_Actions to take_:
1) Convert the object position labeling entries into a JSON list of strings, one string per line and no blank lines. Begin at the entry line containing "[pin] white pitch" and end with the last line of the entries.
2) Carry on the discussion of the backlash against online culture from its final sentence.

_Excerpted passage_:
━━━

Probably everyone has heard about Ann Landers comments about the internet
as a trysting site, and a place for "lonely" people. Furthermore we have
Clifford Stoll's thoughtful "Silicon Snakeoil," a new collection of essays
(for the most part decent) called "Resisting the Virtual Life," and the
infamous Unabomber manifesto as evidence of a growing backlash against the
internet.
I myself have a certain abivalence against some aspects of online
culture. I have personaly been burned when trying to use e-mail to sort
out personal problems with friends, showing to me that e-mail is a poor
place to communicate emotions. I have also been saddened to watch the
world wide web devolve towards endless demos, and sales ploys and ruthless
commercalism. When I first started net surfing in early 1993 it seemed like
there was much more of a volunteer and "do it yourself" spirit on the net.
Ofcourse I'm typing my gripes onto a BBS and I'm employed selling
computers and designing web sites so I can't quite call myself a luddite
though I sympathsize with many luddite arguments.
Is the backlash against online culture just sour grapes from the
technicaly ignorant, or do we all have something to learn from these
critiques of our societies mad rush to embrace everything "cyber?"
6 responses total.
It seems like the Ann Landers types are at risk of being trampled by the horde heading for inet on-ramps. I don't want to minimize the negative influence that grossly inaccurate statements can have on people's understanding of on-line culture, but it isn't deterring growth.
I think there will some backlash against the net by those who tried it and found it didn't live up to the hype. That will be a lot of people, given the hype level. However, I think it will be absorbed and will influence mass culture in a way that just swamps resistance. Kids, for instance, get into it, and have learned how to communicate more effectively than a lot of adults in this medium. E-mail can be a tricky place to work with emotions, but so can face-to-face. Right now it's like we've got all these people who have never had a face, so of course they blunder about and get into all sorts of scrapes because of their lack of familiarity. My own history goes back a bit. I got onto the net around 1990, mainly just Usenet. I got very excited by the communcation possibilities, although I had to drop off when I left college. Then I got into Grex a couple years ago and ran into people who already had a solid background in this new medium. For me, it was (and is) a great way to communicate. It *is* tricky, at times. I have to put some thought into how to communicate delicate issues properly. Sounds hokey, but love letters in email aren't much different than in snail-mail. Both take a lot of work to write.

━━━

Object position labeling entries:

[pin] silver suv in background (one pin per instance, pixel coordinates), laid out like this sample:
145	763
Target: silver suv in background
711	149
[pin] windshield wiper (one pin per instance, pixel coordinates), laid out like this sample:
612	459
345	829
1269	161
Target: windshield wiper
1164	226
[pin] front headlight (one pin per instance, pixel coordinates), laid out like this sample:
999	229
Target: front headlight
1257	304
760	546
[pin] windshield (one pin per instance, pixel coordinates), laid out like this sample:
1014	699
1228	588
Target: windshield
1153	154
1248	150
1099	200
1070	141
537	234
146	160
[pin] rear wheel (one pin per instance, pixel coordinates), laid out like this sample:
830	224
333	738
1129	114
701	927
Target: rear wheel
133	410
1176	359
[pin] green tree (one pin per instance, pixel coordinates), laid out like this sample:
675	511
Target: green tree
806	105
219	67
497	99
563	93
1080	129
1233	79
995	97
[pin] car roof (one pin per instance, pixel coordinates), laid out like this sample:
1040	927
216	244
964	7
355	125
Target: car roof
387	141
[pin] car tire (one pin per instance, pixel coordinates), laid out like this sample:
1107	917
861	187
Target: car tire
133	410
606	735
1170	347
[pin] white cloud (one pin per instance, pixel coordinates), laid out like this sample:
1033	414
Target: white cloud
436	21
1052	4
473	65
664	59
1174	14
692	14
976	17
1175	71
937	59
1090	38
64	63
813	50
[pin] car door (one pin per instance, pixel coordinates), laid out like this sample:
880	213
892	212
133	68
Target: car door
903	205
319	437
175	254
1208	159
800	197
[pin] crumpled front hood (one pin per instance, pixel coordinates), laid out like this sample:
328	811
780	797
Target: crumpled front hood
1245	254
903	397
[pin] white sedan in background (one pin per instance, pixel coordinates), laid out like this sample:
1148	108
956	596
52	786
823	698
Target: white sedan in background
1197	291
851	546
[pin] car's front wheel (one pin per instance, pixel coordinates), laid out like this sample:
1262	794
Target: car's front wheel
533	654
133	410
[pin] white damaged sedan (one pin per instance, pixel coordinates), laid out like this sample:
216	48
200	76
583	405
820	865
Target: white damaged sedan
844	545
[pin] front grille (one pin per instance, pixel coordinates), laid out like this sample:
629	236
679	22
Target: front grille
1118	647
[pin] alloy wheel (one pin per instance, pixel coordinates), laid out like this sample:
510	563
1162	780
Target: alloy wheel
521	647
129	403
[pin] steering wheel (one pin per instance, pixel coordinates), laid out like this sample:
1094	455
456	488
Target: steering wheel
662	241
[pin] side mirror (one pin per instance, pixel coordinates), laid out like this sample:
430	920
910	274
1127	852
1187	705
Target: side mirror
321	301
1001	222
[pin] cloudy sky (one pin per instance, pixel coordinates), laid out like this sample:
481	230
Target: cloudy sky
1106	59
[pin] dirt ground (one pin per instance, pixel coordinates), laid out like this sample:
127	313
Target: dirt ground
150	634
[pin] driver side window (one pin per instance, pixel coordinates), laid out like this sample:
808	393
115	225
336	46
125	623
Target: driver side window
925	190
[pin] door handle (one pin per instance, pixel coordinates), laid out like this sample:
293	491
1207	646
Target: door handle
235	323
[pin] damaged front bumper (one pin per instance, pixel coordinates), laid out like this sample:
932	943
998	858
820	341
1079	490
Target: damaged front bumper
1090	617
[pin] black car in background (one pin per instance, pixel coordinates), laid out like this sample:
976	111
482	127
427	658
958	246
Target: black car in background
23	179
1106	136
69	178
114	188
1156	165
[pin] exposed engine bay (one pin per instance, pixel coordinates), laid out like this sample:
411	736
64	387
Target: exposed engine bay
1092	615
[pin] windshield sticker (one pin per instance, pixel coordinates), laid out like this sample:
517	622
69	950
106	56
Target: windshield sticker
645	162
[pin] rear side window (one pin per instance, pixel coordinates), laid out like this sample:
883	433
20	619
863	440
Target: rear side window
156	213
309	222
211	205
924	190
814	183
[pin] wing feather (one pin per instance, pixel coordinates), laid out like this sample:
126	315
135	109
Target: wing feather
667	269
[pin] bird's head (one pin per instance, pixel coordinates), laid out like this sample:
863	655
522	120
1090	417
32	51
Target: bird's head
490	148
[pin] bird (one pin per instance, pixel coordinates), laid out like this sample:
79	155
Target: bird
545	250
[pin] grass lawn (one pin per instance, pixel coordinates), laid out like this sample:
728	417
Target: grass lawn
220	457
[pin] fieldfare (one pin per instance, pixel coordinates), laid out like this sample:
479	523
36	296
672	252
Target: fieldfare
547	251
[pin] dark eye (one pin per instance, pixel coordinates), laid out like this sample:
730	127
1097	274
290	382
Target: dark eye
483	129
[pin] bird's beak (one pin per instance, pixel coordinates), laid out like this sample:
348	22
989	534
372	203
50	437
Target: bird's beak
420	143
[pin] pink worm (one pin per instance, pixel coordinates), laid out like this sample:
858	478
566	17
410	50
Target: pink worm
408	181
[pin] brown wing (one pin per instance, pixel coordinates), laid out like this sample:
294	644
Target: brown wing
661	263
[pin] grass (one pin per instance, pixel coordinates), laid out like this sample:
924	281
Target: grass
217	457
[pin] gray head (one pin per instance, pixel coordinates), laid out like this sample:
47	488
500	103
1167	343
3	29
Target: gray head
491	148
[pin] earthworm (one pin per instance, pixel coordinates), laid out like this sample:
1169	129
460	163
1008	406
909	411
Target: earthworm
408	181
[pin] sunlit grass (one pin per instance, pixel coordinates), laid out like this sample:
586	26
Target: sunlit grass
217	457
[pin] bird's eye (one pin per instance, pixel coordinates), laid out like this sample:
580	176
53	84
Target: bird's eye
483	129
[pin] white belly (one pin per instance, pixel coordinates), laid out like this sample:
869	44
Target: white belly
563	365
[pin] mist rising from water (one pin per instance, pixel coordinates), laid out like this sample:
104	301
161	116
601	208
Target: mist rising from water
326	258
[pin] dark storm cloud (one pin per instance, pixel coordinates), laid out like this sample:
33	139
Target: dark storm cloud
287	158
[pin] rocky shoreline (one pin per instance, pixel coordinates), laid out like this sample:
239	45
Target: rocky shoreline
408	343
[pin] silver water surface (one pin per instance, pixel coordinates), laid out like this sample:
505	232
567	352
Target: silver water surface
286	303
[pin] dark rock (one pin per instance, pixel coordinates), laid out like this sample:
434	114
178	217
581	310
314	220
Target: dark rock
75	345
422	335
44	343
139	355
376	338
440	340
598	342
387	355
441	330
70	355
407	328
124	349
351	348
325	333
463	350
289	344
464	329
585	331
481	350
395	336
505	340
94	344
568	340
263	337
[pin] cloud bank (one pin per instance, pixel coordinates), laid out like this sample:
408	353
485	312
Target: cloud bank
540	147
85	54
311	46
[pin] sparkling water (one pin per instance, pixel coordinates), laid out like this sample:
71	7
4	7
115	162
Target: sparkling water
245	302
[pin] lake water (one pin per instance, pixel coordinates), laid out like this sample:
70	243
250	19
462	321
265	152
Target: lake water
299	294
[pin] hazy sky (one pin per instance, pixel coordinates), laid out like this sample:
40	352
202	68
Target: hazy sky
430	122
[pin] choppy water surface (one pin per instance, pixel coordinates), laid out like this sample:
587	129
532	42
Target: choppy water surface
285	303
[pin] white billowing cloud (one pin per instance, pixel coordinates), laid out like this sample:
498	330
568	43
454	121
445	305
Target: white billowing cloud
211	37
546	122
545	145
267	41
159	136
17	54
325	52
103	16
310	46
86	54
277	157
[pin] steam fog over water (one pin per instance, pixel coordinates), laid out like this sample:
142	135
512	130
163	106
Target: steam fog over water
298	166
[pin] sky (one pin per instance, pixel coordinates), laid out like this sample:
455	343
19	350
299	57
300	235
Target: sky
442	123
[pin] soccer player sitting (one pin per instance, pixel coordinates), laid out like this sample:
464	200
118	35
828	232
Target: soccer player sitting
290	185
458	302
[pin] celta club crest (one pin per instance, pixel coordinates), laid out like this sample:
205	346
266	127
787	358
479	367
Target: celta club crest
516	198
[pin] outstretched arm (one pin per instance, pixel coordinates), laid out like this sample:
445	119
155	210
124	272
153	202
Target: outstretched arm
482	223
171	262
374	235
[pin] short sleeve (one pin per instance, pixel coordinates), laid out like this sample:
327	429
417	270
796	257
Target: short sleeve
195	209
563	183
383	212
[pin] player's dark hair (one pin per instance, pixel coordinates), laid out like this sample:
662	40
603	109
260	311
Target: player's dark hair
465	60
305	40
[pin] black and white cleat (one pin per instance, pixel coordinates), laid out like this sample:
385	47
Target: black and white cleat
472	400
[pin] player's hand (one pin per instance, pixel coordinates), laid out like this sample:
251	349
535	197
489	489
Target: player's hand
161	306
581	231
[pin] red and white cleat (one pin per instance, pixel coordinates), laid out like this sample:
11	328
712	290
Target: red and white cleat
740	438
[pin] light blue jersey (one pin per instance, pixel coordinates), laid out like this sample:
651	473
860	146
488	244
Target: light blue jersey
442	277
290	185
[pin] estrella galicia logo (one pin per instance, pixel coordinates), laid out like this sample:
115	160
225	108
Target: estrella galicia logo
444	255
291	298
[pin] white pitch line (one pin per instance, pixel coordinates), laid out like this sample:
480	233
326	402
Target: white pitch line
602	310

━━━

_Responses to the exercise_:
1)
[
  "[pin] white pitch line (one pin per instance, pixel coordinates), laid out like this sample:",
  "480\t233",
  "326\t402",
  "Target: white pitch line",
  "602\t310"
]

2)
It is my sincere hope that this medium will increase literacy and cause more people to learn how to express themselves clearly. Well, that's dirft I think. Back to "backlash".
The backlash was inevitable don't you think? Heaps of people forming strange ideas from various advertisements and then being dissappointed. I've been on since 93 as well and I feel like a grizzled veteran! The spirit has changed that's for sure (in an overall sence) but the people who made the Net what it once was are still mostly there and I'm cautiously optimistic about the future especilally the role people can (hopefully will) play in democracies with the Net.
A guy at the Ann Arbor Art Fair was carrying a sign board that said "The Internet Ends in 1 Day - Repent Now", and handing out fliers for a local computer art club.
Backlash is a nessasary vent and "gathering place" for ann landers types and others. I mean, there may be some good that comes out of people gryping about something that is big. I am not saying that I agree with Ann Landers, or any of those people, just that there might be others who join in the complaint cloud who will have some good ideas about what to do about some of the problems of the internet. Personally, I hang around grex because it's one of the few places that hasn't been conquered by omnipresent commertialism. (we have one place for it, and it stays there....and it doesn't blink at you or charge you for looking at it)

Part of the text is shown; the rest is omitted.